→ Aim of the task:
Beginning at the line containing "(format x=276, y=22)", output every line to the end of the data below exactly as it appears.

→ Records:

▼

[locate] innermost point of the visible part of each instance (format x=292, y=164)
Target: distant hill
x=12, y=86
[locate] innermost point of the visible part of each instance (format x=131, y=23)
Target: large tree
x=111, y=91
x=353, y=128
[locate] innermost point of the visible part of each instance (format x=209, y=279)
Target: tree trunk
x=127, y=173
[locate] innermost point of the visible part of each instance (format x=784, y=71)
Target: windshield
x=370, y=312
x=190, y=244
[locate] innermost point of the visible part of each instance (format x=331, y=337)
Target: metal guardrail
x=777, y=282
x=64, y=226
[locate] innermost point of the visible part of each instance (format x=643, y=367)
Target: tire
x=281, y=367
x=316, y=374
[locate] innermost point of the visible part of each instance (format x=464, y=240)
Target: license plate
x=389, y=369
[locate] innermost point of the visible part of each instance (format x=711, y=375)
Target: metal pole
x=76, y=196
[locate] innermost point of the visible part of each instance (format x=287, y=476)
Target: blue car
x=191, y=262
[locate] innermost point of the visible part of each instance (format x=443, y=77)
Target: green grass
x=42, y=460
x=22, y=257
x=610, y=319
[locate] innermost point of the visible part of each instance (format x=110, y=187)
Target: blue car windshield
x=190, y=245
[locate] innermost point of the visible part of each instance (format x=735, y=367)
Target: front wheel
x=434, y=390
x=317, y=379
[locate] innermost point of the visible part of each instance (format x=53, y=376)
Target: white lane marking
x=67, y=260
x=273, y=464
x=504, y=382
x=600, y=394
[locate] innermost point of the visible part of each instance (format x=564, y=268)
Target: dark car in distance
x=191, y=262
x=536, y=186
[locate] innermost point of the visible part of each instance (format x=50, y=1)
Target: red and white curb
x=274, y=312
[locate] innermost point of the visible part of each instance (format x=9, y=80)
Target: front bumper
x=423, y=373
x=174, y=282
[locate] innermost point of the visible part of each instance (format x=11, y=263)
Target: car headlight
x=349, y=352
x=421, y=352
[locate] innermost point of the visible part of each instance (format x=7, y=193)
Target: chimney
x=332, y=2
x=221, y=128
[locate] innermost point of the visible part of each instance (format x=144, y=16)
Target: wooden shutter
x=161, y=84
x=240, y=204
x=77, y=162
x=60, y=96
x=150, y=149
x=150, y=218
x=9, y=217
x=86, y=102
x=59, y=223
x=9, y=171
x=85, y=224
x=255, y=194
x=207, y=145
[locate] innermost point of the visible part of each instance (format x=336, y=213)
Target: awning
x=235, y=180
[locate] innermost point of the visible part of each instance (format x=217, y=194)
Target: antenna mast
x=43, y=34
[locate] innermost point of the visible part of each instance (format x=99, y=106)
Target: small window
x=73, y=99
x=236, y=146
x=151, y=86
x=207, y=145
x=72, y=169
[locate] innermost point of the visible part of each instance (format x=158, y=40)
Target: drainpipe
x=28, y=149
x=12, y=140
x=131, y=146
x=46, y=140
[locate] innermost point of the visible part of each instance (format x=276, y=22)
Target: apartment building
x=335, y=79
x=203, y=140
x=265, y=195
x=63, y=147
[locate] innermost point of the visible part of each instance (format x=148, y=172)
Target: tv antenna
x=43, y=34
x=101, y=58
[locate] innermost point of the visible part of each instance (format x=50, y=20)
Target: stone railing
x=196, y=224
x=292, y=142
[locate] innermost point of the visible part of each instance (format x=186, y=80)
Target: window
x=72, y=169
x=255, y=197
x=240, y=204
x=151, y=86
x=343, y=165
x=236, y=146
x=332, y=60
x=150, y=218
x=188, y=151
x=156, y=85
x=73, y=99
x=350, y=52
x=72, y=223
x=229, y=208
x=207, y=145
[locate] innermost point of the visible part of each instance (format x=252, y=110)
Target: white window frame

▲

→ Finished answer:
[locate] innermost point of the visible part of each instance (format x=276, y=22)
Target: apartment building
x=335, y=79
x=203, y=140
x=265, y=195
x=63, y=147
[locate] innermost point of the visible part of each instance (format x=148, y=172)
Target: tv antenna
x=43, y=34
x=101, y=58
[locate] innermost point of the visible part of each instance (format x=50, y=20)
Target: stone railing
x=196, y=224
x=292, y=142
[locate] innermost point of the visible part of each instance (format x=186, y=80)
Target: window
x=72, y=169
x=255, y=197
x=240, y=204
x=151, y=86
x=343, y=165
x=236, y=146
x=332, y=60
x=150, y=218
x=188, y=151
x=156, y=85
x=73, y=99
x=350, y=52
x=72, y=223
x=229, y=208
x=207, y=145
[locate] innermost point of the visible part of each instance (format x=252, y=110)
Target: white window frame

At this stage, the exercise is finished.